Stored entries
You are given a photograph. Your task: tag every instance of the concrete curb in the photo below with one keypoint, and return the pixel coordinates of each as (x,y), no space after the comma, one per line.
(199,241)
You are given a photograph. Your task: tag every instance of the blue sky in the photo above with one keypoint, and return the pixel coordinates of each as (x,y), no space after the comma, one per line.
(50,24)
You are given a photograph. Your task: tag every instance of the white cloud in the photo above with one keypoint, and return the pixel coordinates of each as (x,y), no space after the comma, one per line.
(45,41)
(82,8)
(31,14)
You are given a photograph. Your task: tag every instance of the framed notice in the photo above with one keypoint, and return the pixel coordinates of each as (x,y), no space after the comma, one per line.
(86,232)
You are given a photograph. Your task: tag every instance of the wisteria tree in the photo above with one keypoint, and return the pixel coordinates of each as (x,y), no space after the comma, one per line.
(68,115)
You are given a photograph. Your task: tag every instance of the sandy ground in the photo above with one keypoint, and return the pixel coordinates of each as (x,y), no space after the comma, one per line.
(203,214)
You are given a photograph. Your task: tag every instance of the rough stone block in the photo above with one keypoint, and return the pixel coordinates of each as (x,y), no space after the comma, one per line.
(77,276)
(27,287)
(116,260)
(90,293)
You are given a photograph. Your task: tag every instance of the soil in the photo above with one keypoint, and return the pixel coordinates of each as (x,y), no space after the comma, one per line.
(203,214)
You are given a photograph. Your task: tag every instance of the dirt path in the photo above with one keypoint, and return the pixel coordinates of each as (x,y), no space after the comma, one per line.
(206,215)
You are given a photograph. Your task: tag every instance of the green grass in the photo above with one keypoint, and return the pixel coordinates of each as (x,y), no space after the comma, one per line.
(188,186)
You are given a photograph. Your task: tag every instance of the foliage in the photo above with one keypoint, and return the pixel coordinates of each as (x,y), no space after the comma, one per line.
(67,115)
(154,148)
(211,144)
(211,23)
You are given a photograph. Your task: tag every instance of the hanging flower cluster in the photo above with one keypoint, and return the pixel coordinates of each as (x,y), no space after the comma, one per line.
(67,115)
--
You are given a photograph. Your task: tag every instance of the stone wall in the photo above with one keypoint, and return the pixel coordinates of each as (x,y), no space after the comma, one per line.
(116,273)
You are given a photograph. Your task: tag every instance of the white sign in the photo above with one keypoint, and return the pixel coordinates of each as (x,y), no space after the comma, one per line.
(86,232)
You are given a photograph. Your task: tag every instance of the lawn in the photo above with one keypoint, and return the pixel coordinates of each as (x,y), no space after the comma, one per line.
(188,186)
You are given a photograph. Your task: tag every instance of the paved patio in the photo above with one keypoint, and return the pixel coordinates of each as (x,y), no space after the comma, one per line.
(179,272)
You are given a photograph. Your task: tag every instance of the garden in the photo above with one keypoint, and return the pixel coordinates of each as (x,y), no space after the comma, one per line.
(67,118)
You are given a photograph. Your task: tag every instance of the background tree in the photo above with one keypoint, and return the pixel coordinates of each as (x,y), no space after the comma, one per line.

YOUR TASK: Locate every line in the records above that contains the word "stone" and copy each of those lines in full.

THE OUTPUT:
You are given a photograph. Your task: tag every instance of the rough stone block in the photo above with one keypoint, and return the pixel coordinates of each as (x,y), no space after the comma, one per line.
You are given a photograph. Your task: tag every instance of the stone wall in the photo above with one keypoint, and return the pixel coordinates of each as (x,y), no space after the comma, one per line.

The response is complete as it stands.